[Stated exercise] Print the listing below line for line with no changes, but omit the pictures from your answer.

─── Records for the task ───

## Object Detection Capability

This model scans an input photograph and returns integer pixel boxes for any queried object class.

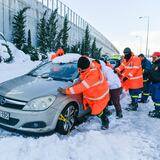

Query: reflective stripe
[142,93,149,96]
[98,111,103,117]
[69,87,75,94]
[84,89,109,100]
[128,73,133,77]
[116,68,121,71]
[82,81,90,88]
[131,96,139,98]
[84,68,97,78]
[154,103,160,106]
[93,71,105,86]
[130,76,143,79]
[143,79,149,82]
[125,66,141,69]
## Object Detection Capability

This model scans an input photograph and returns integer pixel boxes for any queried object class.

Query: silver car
[0,54,89,134]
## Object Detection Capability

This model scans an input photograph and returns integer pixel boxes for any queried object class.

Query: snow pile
[0,54,160,160]
[0,40,30,62]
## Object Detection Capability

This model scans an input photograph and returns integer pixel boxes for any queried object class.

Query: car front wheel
[56,104,77,135]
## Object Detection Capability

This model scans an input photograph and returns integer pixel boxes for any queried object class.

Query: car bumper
[0,106,57,133]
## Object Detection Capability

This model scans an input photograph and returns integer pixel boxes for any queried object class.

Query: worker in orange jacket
[51,48,64,60]
[58,56,109,129]
[115,47,143,111]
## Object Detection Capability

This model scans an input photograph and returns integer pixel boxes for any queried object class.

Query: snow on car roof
[52,53,82,63]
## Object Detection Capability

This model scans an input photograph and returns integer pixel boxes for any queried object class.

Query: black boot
[103,108,112,116]
[126,102,138,111]
[98,111,109,130]
[148,110,160,118]
[116,112,123,119]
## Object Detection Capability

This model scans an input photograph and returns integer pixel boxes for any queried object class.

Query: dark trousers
[151,83,160,110]
[110,88,122,113]
[129,88,142,104]
[141,81,150,101]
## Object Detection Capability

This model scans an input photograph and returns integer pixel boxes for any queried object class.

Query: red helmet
[151,52,160,57]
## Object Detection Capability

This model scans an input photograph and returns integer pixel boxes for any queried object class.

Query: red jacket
[116,53,143,90]
[66,67,109,115]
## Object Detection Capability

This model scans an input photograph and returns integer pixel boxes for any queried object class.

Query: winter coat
[105,62,113,69]
[142,58,152,82]
[116,53,143,90]
[66,67,109,115]
[51,48,64,60]
[149,59,160,83]
[100,61,121,89]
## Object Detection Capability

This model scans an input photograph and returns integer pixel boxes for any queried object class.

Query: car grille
[0,118,19,126]
[0,96,26,110]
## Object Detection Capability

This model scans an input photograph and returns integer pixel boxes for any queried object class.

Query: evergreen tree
[27,29,32,48]
[38,11,47,56]
[71,42,81,53]
[55,30,62,50]
[84,25,91,54]
[62,15,70,52]
[12,7,30,49]
[47,9,58,51]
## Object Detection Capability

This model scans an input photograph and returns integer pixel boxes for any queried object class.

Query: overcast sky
[58,0,160,54]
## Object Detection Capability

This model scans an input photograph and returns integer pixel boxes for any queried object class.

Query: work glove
[57,87,66,94]
[123,77,128,82]
[113,69,117,73]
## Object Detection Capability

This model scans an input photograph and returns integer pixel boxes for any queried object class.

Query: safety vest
[66,67,109,115]
[51,48,64,60]
[105,62,113,69]
[116,54,143,90]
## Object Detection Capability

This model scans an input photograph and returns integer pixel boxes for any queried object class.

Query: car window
[109,60,116,67]
[29,62,78,80]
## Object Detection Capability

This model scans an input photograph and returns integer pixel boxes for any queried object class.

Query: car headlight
[23,96,56,111]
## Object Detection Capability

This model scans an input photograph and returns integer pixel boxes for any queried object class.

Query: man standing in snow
[149,52,160,118]
[58,56,109,129]
[100,60,123,118]
[138,53,152,103]
[115,47,143,111]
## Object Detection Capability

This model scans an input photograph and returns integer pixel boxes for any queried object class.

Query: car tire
[56,104,78,135]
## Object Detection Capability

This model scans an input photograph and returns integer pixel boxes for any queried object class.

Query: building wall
[0,0,118,54]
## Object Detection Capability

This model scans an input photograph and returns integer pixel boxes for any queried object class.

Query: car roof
[52,53,82,63]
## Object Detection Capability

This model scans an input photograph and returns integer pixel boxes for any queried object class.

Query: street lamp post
[139,16,149,56]
[136,36,142,53]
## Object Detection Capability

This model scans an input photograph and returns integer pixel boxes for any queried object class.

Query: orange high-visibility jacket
[51,48,64,60]
[105,62,113,69]
[66,67,110,115]
[116,53,143,90]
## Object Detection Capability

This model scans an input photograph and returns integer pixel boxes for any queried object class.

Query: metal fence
[0,0,118,54]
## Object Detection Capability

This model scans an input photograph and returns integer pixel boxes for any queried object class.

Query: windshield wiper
[27,73,38,77]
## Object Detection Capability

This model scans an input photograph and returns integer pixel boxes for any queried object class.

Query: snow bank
[0,54,160,160]
[53,53,82,63]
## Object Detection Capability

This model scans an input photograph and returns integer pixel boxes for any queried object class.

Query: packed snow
[0,49,160,160]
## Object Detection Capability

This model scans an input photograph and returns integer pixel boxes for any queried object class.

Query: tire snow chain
[58,114,67,122]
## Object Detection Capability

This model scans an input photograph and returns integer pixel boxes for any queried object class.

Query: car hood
[0,75,72,101]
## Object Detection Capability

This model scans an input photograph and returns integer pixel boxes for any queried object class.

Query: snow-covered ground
[0,49,160,160]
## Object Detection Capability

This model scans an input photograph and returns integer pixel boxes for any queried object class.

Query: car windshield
[28,62,78,81]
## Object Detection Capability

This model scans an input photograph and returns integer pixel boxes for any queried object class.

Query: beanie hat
[123,47,131,55]
[77,57,90,69]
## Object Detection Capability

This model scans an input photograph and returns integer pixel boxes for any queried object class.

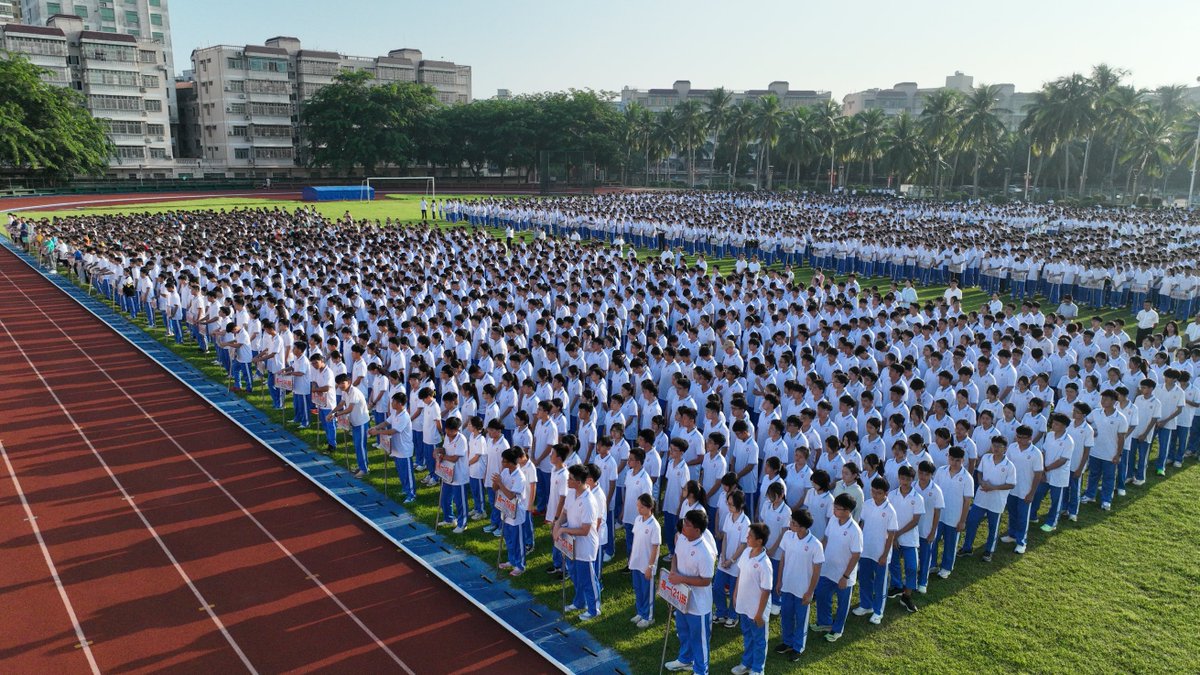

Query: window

───

[In response]
## Object Detection Capability

This model scans an input photograph and returns integer pixel boxes for any queried object class.


Query: reflective stripe
[142,93,149,96]
[98,111,103,117]
[69,87,75,94]
[84,89,109,100]
[128,73,133,77]
[116,68,121,71]
[82,81,90,88]
[131,96,139,98]
[84,68,97,78]
[154,103,160,106]
[93,71,105,86]
[130,76,143,79]
[143,79,149,82]
[125,66,141,69]
## Object Detection Capability

This model scans an input photograph and returns integer pixel boxes for any queried object class.

Query: silver car
[0,54,89,134]
## Object Detection Capability

This model scans an input photograph and returns integer pixel boxes for any queried object class.

Query: snow pile
[0,54,160,160]
[0,40,30,62]
## Object Detection Capability

This model scans an input photograph and returns integer pixel boxes for any queried object class.

Query: car front wheel
[56,104,77,135]
## Object Detection Capability

This model scans an input photograph and returns integer pixel boxes for any queried object class.

Query: car bumper
[0,106,57,133]
## Object Detection Capability

This model scans an input photograph and returns integer pixel boxes for any queried object class.

Query: worker in orange jacket
[51,48,64,60]
[58,56,109,129]
[115,47,143,111]
## Object Detection Capability

This model scans an input photograph and returns integer pixel boxes for any queried object class.

Query: snow on car roof
[52,53,82,63]
## Object Detection Capability

This model scans an input photograph and returns integer pixel boxes for any queried object class.

Query: black boot
[103,108,112,116]
[126,102,138,111]
[98,111,109,130]
[148,110,160,118]
[116,112,123,119]
## Object Detection Capability

This model scans an input photograph and returns integer pixel boxes for any queried object class.

Query: dark trousers
[151,83,160,110]
[110,88,122,113]
[129,88,142,104]
[141,81,150,101]
## Object Detection Capability

This model scans an input photograph and returns integer pixel boxes for any queried object class.

Query: red helmet
[151,52,160,57]
## Object Detection Capability

This model scans an input photograph and returns integer pixel boxes for any queried object class.

Query: red jacket
[116,53,143,90]
[66,67,109,115]
## Object Detection Capability

This model scans an input photograph and returns integer pixel boxes for any queried object class.

Query: winter coat
[105,62,113,69]
[142,58,152,82]
[116,53,143,90]
[66,67,109,115]
[51,48,64,60]
[149,59,160,83]
[100,61,121,89]
## Object Detection Capability

This model scans an input photograph and returns integer pixel boxes for any queried object class.

Query: car grille
[0,118,19,126]
[0,96,26,110]
## Object Detection Capability

This model scans an input photograph and returns integer pixel boxes for any queried object class.

Query: evergreen tree
[27,29,32,48]
[38,11,47,56]
[71,42,81,53]
[55,30,62,50]
[84,25,91,54]
[62,15,70,52]
[12,7,30,49]
[47,9,58,51]
## Object Detection Capability

This model scans an input photograph and returns integer pixel boxes for any queried object class.

Query: overcast sky
[58,0,160,54]
## Object Detection Capability

This model scans an input photograph and returns integer pixel boxes for any queried object class.

Query: work glove
[57,87,66,94]
[123,77,128,82]
[113,69,117,73]
## Object Detection Capability

This model scans an input photograph and returns integer pixel boxes for any queried object class.

Query: safety vest
[66,67,109,115]
[51,48,64,60]
[105,62,113,69]
[116,54,143,90]
## Object Detection Capability

This model scans an input photograph and returns integer pixel boxes for any queried object class.

Query: car window
[109,60,116,67]
[29,62,78,80]
## Object Detection Capability

This model scans an input photograph and returns integer pixel boxes for any queried object class.

Query: car headlight
[23,96,56,111]
## Object Detection Capability

This model scans an input photograph and returns integer pixel boxes for any queried object class.

Query: man standing in snow
[149,52,160,118]
[58,56,109,129]
[100,60,123,118]
[138,53,152,103]
[115,47,143,111]
## Object Detection Capability

This model scans an input photograph and returns integer pixel boxes for any queried object class.

Query: car tire
[56,104,78,135]
## Object Detection Capability

This model scans an input photograph and returns integer pixel boxes for any queried object class.

Query: building wall
[0,0,118,54]
## Object Detection Capability

This model scans an input photograph and returns integer pixel boxes for any queried object class.

Query: car roof
[52,53,82,63]
## Object Detection Capability

This model scans an input photograph and returns integer pixel boxes for any queried object class.

Query: street lamp post
[139,16,149,56]
[136,36,142,53]
## Object Detection Capability

This model scans an input photograph and returns integer pixel boxes for any queried object class.

Query: orange high-visibility jacket
[51,48,64,60]
[105,62,113,69]
[66,67,110,115]
[116,53,143,90]
## Object Detection Capability

This model scans an input photograph and returns integer pixel boxes for any queried object class.

Query: metal fence
[0,0,118,54]
## Object Detection Capability

This model scans an input photograph and returns integer pixel boxes for any queried object class.

Query: windshield wiper
[27,73,38,77]
## Object Detection Capability

This model scans an input photograph and returns integer pixel boxes for any queried object class.

Query: snow bank
[0,54,160,160]
[53,53,82,63]
## Object Detection Capability

This model scans an input photograph and returns integer pixel boxes for any queried object class.

Query: packed snow
[0,49,160,160]
## Object Detection Capability

This model scans an input photograph and returns integer pixel boxes for any queried object class.

Query: tire snow chain
[58,114,67,122]
## Object Detection Capability

This model scans an input photograph and returns integer pixel boxes for any queried object class.

Query: car hood
[0,75,72,101]
## Object Detection Capability

This model scans an input photograph and returns integer pixel boxes for any queried object class.

Query: snow-covered ground
[0,49,160,160]
## Object Detection Capability

This model scans an input photograph and returns integer pixel boxes for any queried object class.

Query: car windshield
[28,62,78,81]
## Object Detection Capability

This model scans an input photograph and returns integer pixel boxes for any queried object class.

Query: beanie hat
[123,47,131,55]
[77,57,90,69]
## Object Detection Capability

This model scans an input photograph and returns integer pixel boxes for any queried object class.


Query: window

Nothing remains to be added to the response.